**FRAGMENTO DEL TEXTO:**
———
Meses antes de eso, el mayor de los hijos de la familia que vive al fondo del callejón (sí, la de los dos perros Gran Danés) iba en el carro con la madre, debidamente resguardado de todo peligro en su sillita ajustable. Volvían, ambos, del súper. Previo a doblar la esquina, al pasar por el baldío, el niño miró a través de la ventana y se fijó en una niña correteando alegre, despreocupada entre la maleza. Habrán hecho contacto visual, tal vez. Se habrán saludado con la mano. La escena se repitió dos o tres veces más en las semanas sucesivas hasta que el deseo se impuso y el niño le dijo a su mamá:

—Mami, yo quiero jugar con ella.

La madre accedió sin pensárselo demasiado. Cuesta creerlo, pero todavía quedan personas de clase acomodada capaces de obrar con candidez y sin prejuicios.

Todo esto lo sé de primera mano porque el marido, que es amigo mío, me lo contó con todas las dudas y renuencias que a la esposa le faltaban. El niño y la niña empezaron a conocerse en territorio neutral primero, persiguiéndose el uno al otro en la calle apenas transitada, retozando entre la hierba. Poco después ocurrió lo inevitable: el niño quiso invitarla a casa y la madre no pudo –o no quiso– negarse, de modo que con el tiempo fue convirtiéndose en algo cada vez más frecuente el ver a la niña pasando mañanas y tardes enteras donde sus vecinos, maravillándose primero, familiarizándose después, poco a poco, con animales, juguetes, bocadillos, lujos y esplendores mucho más allá de su horizonte de posibilidades.
———
**DATOS:**

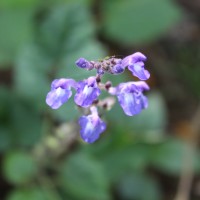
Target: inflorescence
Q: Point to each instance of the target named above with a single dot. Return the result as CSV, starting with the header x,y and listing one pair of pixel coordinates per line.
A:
x,y
130,94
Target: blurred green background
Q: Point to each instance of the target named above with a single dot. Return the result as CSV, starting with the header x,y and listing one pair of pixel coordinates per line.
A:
x,y
152,156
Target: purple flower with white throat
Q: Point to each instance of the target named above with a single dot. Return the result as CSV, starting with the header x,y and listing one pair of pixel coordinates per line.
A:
x,y
87,92
60,92
135,64
130,96
91,126
83,63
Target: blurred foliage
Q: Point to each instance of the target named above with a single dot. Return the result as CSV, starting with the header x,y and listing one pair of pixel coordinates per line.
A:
x,y
142,21
40,41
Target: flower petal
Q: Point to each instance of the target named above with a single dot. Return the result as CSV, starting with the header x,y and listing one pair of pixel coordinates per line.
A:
x,y
87,92
56,97
91,127
83,63
139,71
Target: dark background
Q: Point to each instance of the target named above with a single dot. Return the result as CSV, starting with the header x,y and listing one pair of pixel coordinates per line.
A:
x,y
152,156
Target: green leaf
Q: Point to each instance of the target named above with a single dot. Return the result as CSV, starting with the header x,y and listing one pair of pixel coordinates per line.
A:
x,y
27,194
139,21
25,123
128,158
84,173
138,186
67,38
169,156
16,30
19,167
31,82
18,3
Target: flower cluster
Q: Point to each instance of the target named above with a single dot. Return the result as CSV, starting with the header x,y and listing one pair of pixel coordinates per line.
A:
x,y
130,94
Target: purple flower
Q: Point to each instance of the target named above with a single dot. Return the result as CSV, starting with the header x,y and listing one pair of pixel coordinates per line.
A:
x,y
130,96
83,63
60,92
87,92
136,65
91,126
118,68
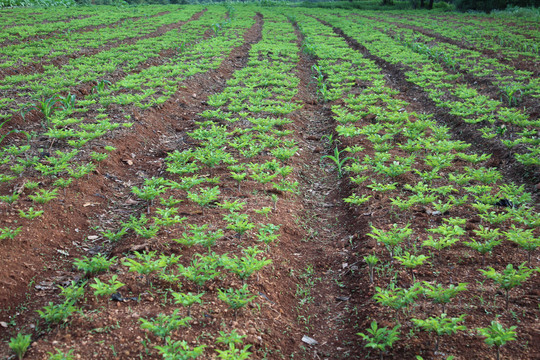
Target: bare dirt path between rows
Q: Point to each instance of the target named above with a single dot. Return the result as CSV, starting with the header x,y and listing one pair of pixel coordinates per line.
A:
x,y
59,61
318,251
104,198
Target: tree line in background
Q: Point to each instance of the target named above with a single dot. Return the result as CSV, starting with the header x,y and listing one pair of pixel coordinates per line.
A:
x,y
444,5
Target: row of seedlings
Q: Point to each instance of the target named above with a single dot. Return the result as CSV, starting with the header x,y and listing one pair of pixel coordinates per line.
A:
x,y
514,85
53,22
65,44
210,237
438,215
475,32
512,126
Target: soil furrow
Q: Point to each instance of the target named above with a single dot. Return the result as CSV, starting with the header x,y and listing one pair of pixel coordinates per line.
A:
x,y
524,64
64,59
501,157
139,154
81,30
326,313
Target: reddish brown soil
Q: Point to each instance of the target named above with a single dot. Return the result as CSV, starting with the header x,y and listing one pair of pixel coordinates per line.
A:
x,y
60,61
522,64
317,232
501,158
———
**ENUNCIADO:**
Retoma el relato sobre el niño y la niña del baldío y continúalo desde su última oración. Los datos proceden de una fuente distinta.

**TU RESPUESTA:**
Rosa, como cabe imaginar, asumió aquella rareza del destino cual bendición caída del Cielo y se aferró a ella de la mejor manera que pudo, siempre respetuosa, siempre pendiente de no importunar, de no pasarse de la raya; aunque procurando asimismo dar la altura y corresponder dando muestras notorias de gratitud y buena disposición, de modo que el vínculo pudiera seguir saludable y fuerte. La madre del niño, por su parte, se esforzó todo lo que pudo en vaciarse de prejuicios y no inhibir a los pequeños en el proceso de cultivar su atípica pero genuina amistad. La mayor recompensa de ella era ver cómo los ojitos del hijo brillaban de emoción cada vez que, siempre invitada por él, su amiguita llegaba de visita a jugar a la casa.

Con el paso del tiempo, fueron sobre todo las diferencias propias de la edad, sumadas también al abismo cultural que crecía cada vez más entre el uno y la otra, lo que por fin acabó por distanciarlos paulatinamente hasta casi extinguir la camaradería que alguna vez hubo entre los dos.

Ella se llama Leydi Estéfany, y hoy tiene nueve años cumplidos (dicen que las pretensiones de los pobres se reflejan en los nombres que les ponen a sus hijos, mientras que las de los ricos se ven reflejadas en los nombres que les ponen a sus mascotas… y a sus yates). Él se llama Mateo y, aunque cuatro años menor, supera en estatura a su otrora gran amiga y ya sabe leer y escribir tanto en español como en francés. Dejaron de verse desde que ya no son vecinos.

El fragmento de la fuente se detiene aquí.